Job Submission System

We provide a cluster-like system to submit jobs to the robots. Whenever you submit a job, it will wait until a robot is free (in case they are all busy at the moment) and then execute your code there.

When the job is finished, you will be notified via e-mail and the generated data (recorded robot data, logged output, etc.) is made available for you to download.

User Account

When you are admitted to participate in the real-robot stages, we will provide you with credentials to log in to the robot cluster. Whenever USERNAME is mentioned below, you should replace this with your username.

With these credentials you can log in via SSH:

ssh USERNAME@robots.real-robot-challenge.com

Enter help to see a list of all available commands.

Configuration

SSH Key

You can set up an SSH key so you don’t need to enter your password every time you connect.

To do so, first connect via SSH (see above), then execute:

sshkey

Confirm setting a new key with “y”, then paste your public SSH key (e.g. by printing it with cat ~/.ssh/id_rsa.pub and manually copy-pasting the output).

===============

Repeat the job submission text starting at "When the job" and ending at "you to download.", swapping "e-mail" for "text message". The lines that come next play no part in this.

===============

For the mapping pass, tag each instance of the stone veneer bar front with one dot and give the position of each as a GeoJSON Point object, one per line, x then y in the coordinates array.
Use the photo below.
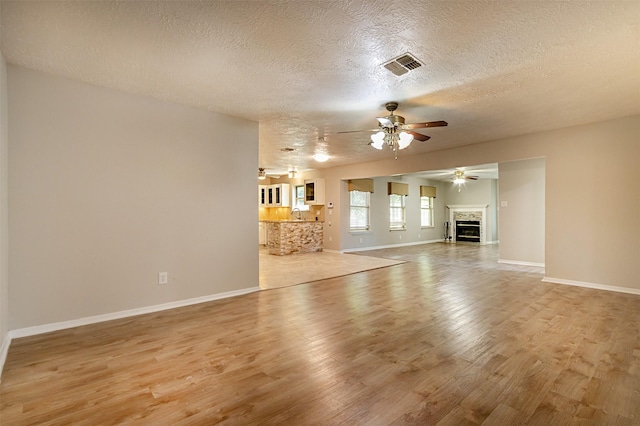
{"type": "Point", "coordinates": [289, 237]}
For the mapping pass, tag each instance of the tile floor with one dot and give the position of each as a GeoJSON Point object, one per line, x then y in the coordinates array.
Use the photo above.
{"type": "Point", "coordinates": [284, 271]}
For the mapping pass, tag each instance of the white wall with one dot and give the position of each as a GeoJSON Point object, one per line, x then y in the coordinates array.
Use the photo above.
{"type": "Point", "coordinates": [592, 204]}
{"type": "Point", "coordinates": [107, 189]}
{"type": "Point", "coordinates": [522, 229]}
{"type": "Point", "coordinates": [380, 235]}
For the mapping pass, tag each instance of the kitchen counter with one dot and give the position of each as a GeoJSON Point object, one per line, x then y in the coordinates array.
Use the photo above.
{"type": "Point", "coordinates": [292, 236]}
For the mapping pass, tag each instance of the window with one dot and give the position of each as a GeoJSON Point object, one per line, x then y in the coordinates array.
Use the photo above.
{"type": "Point", "coordinates": [396, 212]}
{"type": "Point", "coordinates": [426, 212]}
{"type": "Point", "coordinates": [358, 211]}
{"type": "Point", "coordinates": [298, 198]}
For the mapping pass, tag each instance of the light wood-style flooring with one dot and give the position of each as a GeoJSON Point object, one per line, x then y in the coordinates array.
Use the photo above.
{"type": "Point", "coordinates": [450, 337]}
{"type": "Point", "coordinates": [284, 271]}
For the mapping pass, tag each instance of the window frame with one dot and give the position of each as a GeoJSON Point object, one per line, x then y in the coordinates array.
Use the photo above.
{"type": "Point", "coordinates": [430, 212]}
{"type": "Point", "coordinates": [366, 207]}
{"type": "Point", "coordinates": [395, 225]}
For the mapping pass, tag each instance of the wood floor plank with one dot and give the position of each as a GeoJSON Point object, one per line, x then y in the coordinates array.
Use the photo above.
{"type": "Point", "coordinates": [448, 337]}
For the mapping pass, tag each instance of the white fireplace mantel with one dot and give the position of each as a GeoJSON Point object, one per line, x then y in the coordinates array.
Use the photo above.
{"type": "Point", "coordinates": [455, 208]}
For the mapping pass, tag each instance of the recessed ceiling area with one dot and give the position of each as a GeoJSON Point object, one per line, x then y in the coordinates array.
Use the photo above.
{"type": "Point", "coordinates": [308, 70]}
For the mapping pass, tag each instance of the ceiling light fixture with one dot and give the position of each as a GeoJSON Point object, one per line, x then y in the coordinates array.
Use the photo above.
{"type": "Point", "coordinates": [321, 157]}
{"type": "Point", "coordinates": [394, 140]}
{"type": "Point", "coordinates": [321, 151]}
{"type": "Point", "coordinates": [458, 177]}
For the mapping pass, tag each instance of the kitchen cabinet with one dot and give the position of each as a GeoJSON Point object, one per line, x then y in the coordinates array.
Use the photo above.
{"type": "Point", "coordinates": [262, 233]}
{"type": "Point", "coordinates": [262, 195]}
{"type": "Point", "coordinates": [278, 195]}
{"type": "Point", "coordinates": [314, 191]}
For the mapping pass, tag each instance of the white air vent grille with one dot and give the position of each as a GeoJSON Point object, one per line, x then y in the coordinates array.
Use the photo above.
{"type": "Point", "coordinates": [402, 64]}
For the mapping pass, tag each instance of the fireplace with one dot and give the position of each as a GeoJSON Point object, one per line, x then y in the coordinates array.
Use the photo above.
{"type": "Point", "coordinates": [468, 230]}
{"type": "Point", "coordinates": [469, 221]}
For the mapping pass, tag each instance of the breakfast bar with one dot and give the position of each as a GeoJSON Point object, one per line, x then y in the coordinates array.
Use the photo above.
{"type": "Point", "coordinates": [286, 237]}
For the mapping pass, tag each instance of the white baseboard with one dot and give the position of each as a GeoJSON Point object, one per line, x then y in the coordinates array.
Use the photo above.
{"type": "Point", "coordinates": [592, 285]}
{"type": "Point", "coordinates": [4, 350]}
{"type": "Point", "coordinates": [332, 251]}
{"type": "Point", "coordinates": [416, 243]}
{"type": "Point", "coordinates": [46, 328]}
{"type": "Point", "coordinates": [520, 263]}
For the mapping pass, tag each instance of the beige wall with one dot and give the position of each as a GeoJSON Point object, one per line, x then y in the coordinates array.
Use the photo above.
{"type": "Point", "coordinates": [108, 189]}
{"type": "Point", "coordinates": [522, 220]}
{"type": "Point", "coordinates": [476, 192]}
{"type": "Point", "coordinates": [4, 215]}
{"type": "Point", "coordinates": [592, 217]}
{"type": "Point", "coordinates": [380, 235]}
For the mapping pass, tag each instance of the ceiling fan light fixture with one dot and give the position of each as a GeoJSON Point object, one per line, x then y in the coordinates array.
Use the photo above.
{"type": "Point", "coordinates": [377, 140]}
{"type": "Point", "coordinates": [321, 157]}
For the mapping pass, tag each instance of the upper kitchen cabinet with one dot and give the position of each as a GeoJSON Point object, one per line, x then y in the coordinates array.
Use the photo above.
{"type": "Point", "coordinates": [262, 195]}
{"type": "Point", "coordinates": [314, 191]}
{"type": "Point", "coordinates": [278, 195]}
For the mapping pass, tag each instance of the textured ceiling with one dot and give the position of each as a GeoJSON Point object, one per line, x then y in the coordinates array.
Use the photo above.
{"type": "Point", "coordinates": [308, 69]}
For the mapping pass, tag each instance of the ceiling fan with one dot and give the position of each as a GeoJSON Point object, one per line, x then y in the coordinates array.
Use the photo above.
{"type": "Point", "coordinates": [262, 174]}
{"type": "Point", "coordinates": [459, 177]}
{"type": "Point", "coordinates": [397, 134]}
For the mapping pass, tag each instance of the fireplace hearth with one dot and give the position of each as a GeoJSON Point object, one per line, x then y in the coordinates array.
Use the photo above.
{"type": "Point", "coordinates": [468, 230]}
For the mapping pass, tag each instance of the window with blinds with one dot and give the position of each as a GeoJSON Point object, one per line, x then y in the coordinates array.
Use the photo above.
{"type": "Point", "coordinates": [426, 212]}
{"type": "Point", "coordinates": [397, 212]}
{"type": "Point", "coordinates": [359, 210]}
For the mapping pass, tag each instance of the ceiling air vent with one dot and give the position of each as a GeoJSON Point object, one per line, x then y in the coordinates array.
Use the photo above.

===============

*RESULT OF THIS TASK*
When the job is finished, you will be notified via text message and the generated data (recorded robot data, logged output, etc.) is made available for you to download.